::: DATA FOR PROCESSING :::

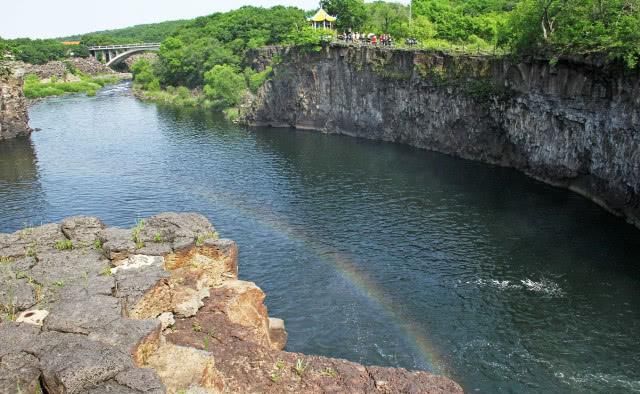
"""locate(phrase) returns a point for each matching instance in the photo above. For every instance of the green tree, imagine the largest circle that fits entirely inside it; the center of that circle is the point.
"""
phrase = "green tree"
(351, 14)
(386, 17)
(144, 76)
(224, 86)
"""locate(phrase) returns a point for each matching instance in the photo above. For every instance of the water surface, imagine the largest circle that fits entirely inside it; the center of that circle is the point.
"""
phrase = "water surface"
(374, 252)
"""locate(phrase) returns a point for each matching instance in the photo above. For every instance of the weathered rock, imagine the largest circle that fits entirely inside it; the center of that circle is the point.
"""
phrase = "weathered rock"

:::

** WHAT YOU HAVE TO DO **
Reproduce the data starting at the line that contains "of the water" and ending at the end of the data, swapping every "weathered rock" for "mossy boulder" and leaving everything else unchanged.

** FINISHED TASK **
"""locate(phrase) returns a point for each matching instance in the photo above. For every instance of the water surface, imagine the largest circle that fits entirely inside it; the center of that circle is the point.
"""
phrase = "water surface"
(374, 252)
"""locate(phrase) returns a point for each matching instance in the photo above. For every instance of the mossy boulder, imagine the largest circle that fits entirely inside it; the center of that circle is the point.
"""
phrase = "mossy boulder"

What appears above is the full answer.